» Action item
Exactly as written, retype the listing below, omitting the pictures.

═══ Information shown ═══

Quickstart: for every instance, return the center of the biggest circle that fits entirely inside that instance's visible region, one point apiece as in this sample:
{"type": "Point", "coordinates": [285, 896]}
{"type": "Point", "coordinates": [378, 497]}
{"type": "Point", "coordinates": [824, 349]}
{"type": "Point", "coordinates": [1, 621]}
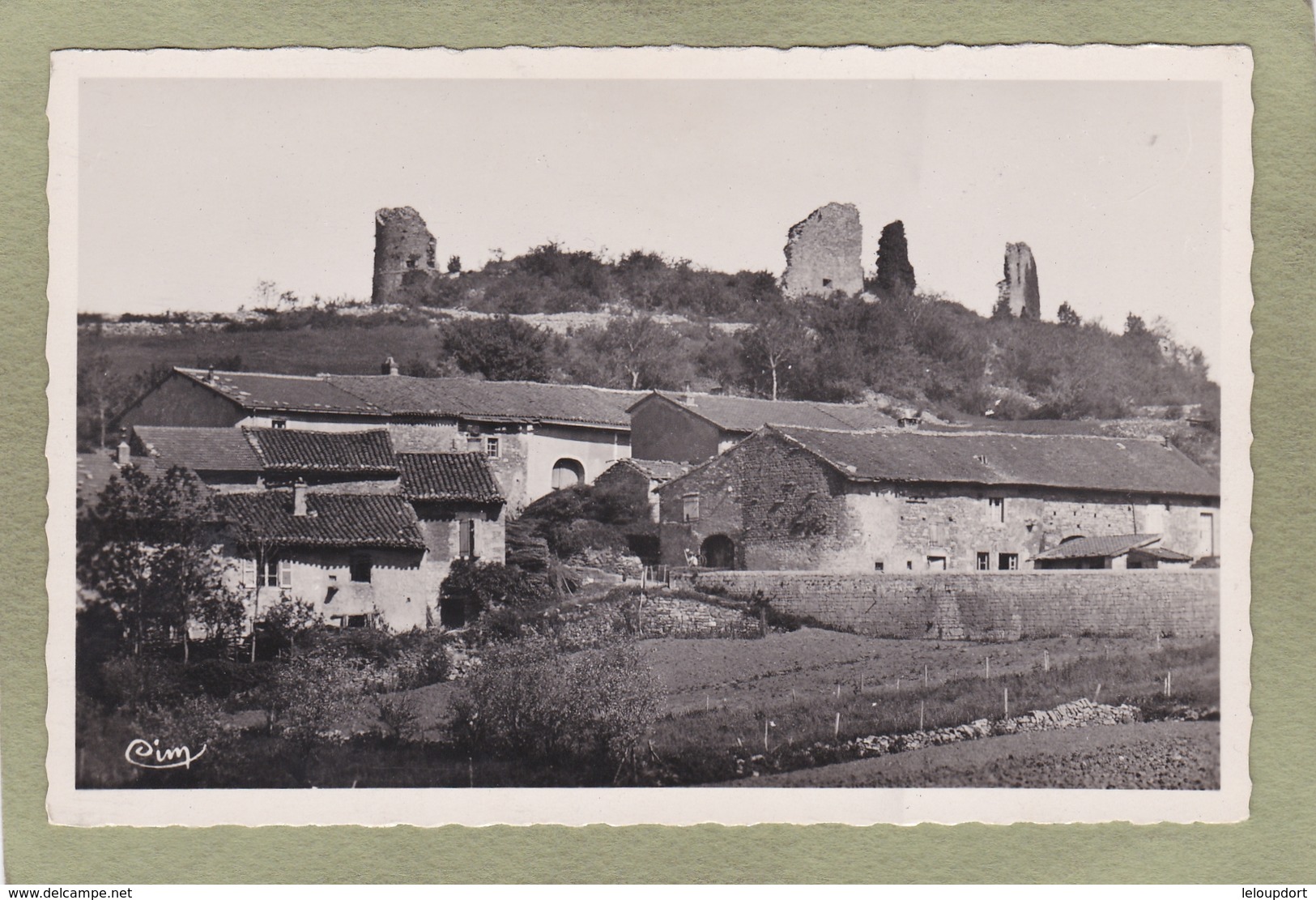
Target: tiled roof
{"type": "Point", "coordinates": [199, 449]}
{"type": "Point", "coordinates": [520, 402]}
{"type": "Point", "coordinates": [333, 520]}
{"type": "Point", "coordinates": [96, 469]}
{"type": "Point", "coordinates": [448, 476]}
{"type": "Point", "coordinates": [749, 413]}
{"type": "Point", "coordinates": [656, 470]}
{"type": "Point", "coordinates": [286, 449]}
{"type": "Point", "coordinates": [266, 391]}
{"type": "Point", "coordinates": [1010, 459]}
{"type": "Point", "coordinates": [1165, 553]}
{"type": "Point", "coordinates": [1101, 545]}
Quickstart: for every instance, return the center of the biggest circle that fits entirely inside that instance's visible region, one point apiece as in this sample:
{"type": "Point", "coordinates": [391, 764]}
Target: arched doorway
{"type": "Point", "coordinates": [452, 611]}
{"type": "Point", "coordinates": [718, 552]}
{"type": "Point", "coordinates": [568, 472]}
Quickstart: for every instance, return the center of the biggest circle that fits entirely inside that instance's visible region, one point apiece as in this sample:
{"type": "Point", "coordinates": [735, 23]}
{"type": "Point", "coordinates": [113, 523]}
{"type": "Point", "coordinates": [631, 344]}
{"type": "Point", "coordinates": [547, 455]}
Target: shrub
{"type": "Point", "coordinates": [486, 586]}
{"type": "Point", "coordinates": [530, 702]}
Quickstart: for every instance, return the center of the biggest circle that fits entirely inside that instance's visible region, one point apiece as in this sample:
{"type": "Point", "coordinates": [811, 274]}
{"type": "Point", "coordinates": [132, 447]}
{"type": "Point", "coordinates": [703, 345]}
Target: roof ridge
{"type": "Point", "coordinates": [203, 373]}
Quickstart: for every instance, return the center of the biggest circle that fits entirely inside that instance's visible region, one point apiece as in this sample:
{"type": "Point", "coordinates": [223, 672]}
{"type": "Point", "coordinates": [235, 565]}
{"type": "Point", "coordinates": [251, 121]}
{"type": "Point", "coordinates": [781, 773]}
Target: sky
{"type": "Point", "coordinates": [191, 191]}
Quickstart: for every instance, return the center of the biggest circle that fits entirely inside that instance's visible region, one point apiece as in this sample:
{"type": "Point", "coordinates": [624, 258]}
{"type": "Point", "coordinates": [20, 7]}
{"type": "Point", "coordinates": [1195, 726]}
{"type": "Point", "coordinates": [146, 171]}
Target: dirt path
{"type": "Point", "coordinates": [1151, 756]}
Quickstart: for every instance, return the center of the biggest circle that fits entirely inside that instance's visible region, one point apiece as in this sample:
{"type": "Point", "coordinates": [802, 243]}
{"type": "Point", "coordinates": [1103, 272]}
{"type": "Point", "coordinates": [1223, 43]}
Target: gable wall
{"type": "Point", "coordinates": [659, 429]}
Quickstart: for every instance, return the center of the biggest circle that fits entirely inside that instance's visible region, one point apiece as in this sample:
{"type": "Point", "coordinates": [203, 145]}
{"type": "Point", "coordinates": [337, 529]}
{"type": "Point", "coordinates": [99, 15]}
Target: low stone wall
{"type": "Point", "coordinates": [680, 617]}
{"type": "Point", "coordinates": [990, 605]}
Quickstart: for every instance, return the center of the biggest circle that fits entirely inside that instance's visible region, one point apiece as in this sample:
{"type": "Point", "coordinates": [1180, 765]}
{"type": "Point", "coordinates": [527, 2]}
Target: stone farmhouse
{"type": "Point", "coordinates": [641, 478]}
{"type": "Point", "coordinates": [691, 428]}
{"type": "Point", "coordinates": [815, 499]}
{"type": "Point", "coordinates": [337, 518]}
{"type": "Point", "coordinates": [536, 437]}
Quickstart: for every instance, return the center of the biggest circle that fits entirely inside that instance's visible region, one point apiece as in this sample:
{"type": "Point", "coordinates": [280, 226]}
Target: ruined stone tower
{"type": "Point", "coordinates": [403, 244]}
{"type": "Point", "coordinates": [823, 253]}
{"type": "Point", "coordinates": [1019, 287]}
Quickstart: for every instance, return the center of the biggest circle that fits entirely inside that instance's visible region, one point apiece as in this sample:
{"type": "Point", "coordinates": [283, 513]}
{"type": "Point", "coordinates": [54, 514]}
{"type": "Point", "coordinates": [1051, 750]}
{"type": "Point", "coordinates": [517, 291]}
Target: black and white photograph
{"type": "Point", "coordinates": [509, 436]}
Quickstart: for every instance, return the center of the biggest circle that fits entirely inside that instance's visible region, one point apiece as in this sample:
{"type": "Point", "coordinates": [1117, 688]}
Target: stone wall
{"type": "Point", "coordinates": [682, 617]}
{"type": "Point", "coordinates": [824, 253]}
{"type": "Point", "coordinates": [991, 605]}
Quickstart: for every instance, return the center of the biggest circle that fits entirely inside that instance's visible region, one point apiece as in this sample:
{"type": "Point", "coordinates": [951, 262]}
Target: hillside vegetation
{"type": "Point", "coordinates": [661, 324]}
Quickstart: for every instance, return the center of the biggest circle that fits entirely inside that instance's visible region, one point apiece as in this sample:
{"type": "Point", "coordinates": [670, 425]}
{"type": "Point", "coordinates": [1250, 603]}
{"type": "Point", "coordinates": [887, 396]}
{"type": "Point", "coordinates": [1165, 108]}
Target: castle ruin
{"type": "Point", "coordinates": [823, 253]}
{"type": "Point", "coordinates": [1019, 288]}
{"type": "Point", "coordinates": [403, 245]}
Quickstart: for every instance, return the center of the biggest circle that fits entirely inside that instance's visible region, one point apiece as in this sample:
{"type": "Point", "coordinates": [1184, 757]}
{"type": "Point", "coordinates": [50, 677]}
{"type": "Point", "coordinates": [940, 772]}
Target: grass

═══

» Expected answer
Quickstart: for every instance, return the center of the biggest circle that fits entirely inside that instance's visible region, one point apiece as in this sample:
{"type": "Point", "coordinates": [285, 896]}
{"type": "Point", "coordinates": [378, 497]}
{"type": "Point", "coordinates": [824, 349]}
{"type": "Point", "coordinates": [1, 621]}
Target: tiled roof
{"type": "Point", "coordinates": [199, 449]}
{"type": "Point", "coordinates": [520, 402]}
{"type": "Point", "coordinates": [333, 520]}
{"type": "Point", "coordinates": [96, 469]}
{"type": "Point", "coordinates": [448, 476]}
{"type": "Point", "coordinates": [749, 413]}
{"type": "Point", "coordinates": [656, 470]}
{"type": "Point", "coordinates": [286, 449]}
{"type": "Point", "coordinates": [266, 391]}
{"type": "Point", "coordinates": [1010, 459]}
{"type": "Point", "coordinates": [1165, 553]}
{"type": "Point", "coordinates": [1101, 545]}
Quickstart: for every instance, return the center of the biggest circle that fits entirely inside that instance's visible region, one point apiece as in this sample:
{"type": "Point", "coordinates": [391, 764]}
Target: arched doorway
{"type": "Point", "coordinates": [452, 611]}
{"type": "Point", "coordinates": [718, 552]}
{"type": "Point", "coordinates": [568, 472]}
Quickstart: for every instance, return the center of the biggest circle that fits entirely inside that instance's visible region, one point apiece as in this sample:
{"type": "Point", "coordinates": [735, 23]}
{"type": "Point", "coordinates": [113, 523]}
{"type": "Point", "coordinates": [631, 344]}
{"type": "Point", "coordinates": [547, 455]}
Target: shrub
{"type": "Point", "coordinates": [486, 586]}
{"type": "Point", "coordinates": [530, 702]}
Quickstart: for every instance, return the center of the biggest circle that fits entirely inside that instance's visible region, one point apiece as in this sample:
{"type": "Point", "coordinates": [811, 274]}
{"type": "Point", "coordinates": [132, 447]}
{"type": "Point", "coordinates": [703, 345]}
Target: roof ridge
{"type": "Point", "coordinates": [203, 373]}
Quickstart: for every instance, return the center of the biggest circle that fits entirely inside that instance's visible region, one point apiece as in this sample:
{"type": "Point", "coordinates": [223, 672]}
{"type": "Point", "coordinates": [235, 565]}
{"type": "Point", "coordinates": [251, 121]}
{"type": "Point", "coordinates": [781, 773]}
Target: sky
{"type": "Point", "coordinates": [191, 191]}
Quickstart: for every instance, return the center of the biggest circle that fits entirely inside that instance's visible region, one point apiece as in this sample:
{"type": "Point", "coordinates": [624, 258]}
{"type": "Point", "coordinates": [20, 7]}
{"type": "Point", "coordinates": [1195, 726]}
{"type": "Point", "coordinates": [146, 171]}
Target: dirt path
{"type": "Point", "coordinates": [1151, 756]}
Quickstart: for every instance, return the center of the biggest circle that fits entirely inside that instance's visible region, one point apiece as in this sample:
{"type": "Point", "coordinates": [802, 243]}
{"type": "Point", "coordinates": [1103, 272]}
{"type": "Point", "coordinates": [1223, 43]}
Target: gable wall
{"type": "Point", "coordinates": [659, 429]}
Quickstart: for every instance, return the center of the biggest circle that fits entirely inside that instance's visible region, one point apiece as in this sample:
{"type": "Point", "coordinates": [203, 145]}
{"type": "Point", "coordinates": [337, 529]}
{"type": "Point", "coordinates": [99, 15]}
Target: low stone wall
{"type": "Point", "coordinates": [680, 617]}
{"type": "Point", "coordinates": [990, 605]}
Quickstart: for every instance, return the center of the biggest circle that fits entirely inside that instance's visible region, one point apiece as in this sample:
{"type": "Point", "coordinates": [1180, 765]}
{"type": "Point", "coordinates": [527, 2]}
Target: stone farmhouse
{"type": "Point", "coordinates": [641, 478]}
{"type": "Point", "coordinates": [691, 428]}
{"type": "Point", "coordinates": [815, 499]}
{"type": "Point", "coordinates": [337, 518]}
{"type": "Point", "coordinates": [536, 437]}
Quickstart: for every instance, return the center of the biggest circle that fits entirely inside that instance's visible region, one point apiece as in this sample:
{"type": "Point", "coordinates": [280, 226]}
Target: ruined stone tower
{"type": "Point", "coordinates": [403, 244]}
{"type": "Point", "coordinates": [823, 253]}
{"type": "Point", "coordinates": [1019, 287]}
Quickstart: for every instance, return the center of the biggest circle that fits entirely inside that instance's visible region, one point apiece as in this sample:
{"type": "Point", "coordinates": [283, 513]}
{"type": "Point", "coordinates": [54, 514]}
{"type": "Point", "coordinates": [1051, 750]}
{"type": "Point", "coordinates": [517, 291]}
Target: black and white photograph
{"type": "Point", "coordinates": [509, 436]}
Quickstart: for every instance, return the center of the biggest circle that fits entirely inside that instance's visible region, one point apiece as in this sample:
{"type": "Point", "coordinates": [1117, 688]}
Target: stone wall
{"type": "Point", "coordinates": [682, 617]}
{"type": "Point", "coordinates": [824, 253]}
{"type": "Point", "coordinates": [991, 605]}
Quickstart: for every instance, return the center of the biggest circle that fits entirely inside that instance's visible region, one point apiece as in this sample:
{"type": "Point", "coordinates": [951, 262]}
Target: hillside vegetation
{"type": "Point", "coordinates": [661, 324]}
Quickstart: for every instance, return the center of the biggest circle that fits entirely inside that instance's visible region, one point apiece as in this sample:
{"type": "Point", "coordinates": [670, 425]}
{"type": "Point", "coordinates": [1250, 603]}
{"type": "Point", "coordinates": [887, 396]}
{"type": "Point", "coordinates": [1165, 108]}
Target: castle ruin
{"type": "Point", "coordinates": [823, 253]}
{"type": "Point", "coordinates": [1019, 288]}
{"type": "Point", "coordinates": [403, 245]}
Quickstart: for every instance, return the center of the biggest circle that fits entirely inside that instance's visible region, one point apiece as in this sample:
{"type": "Point", "coordinates": [1184, 757]}
{"type": "Point", "coordinates": [50, 677]}
{"type": "Point", "coordinates": [940, 772]}
Target: grass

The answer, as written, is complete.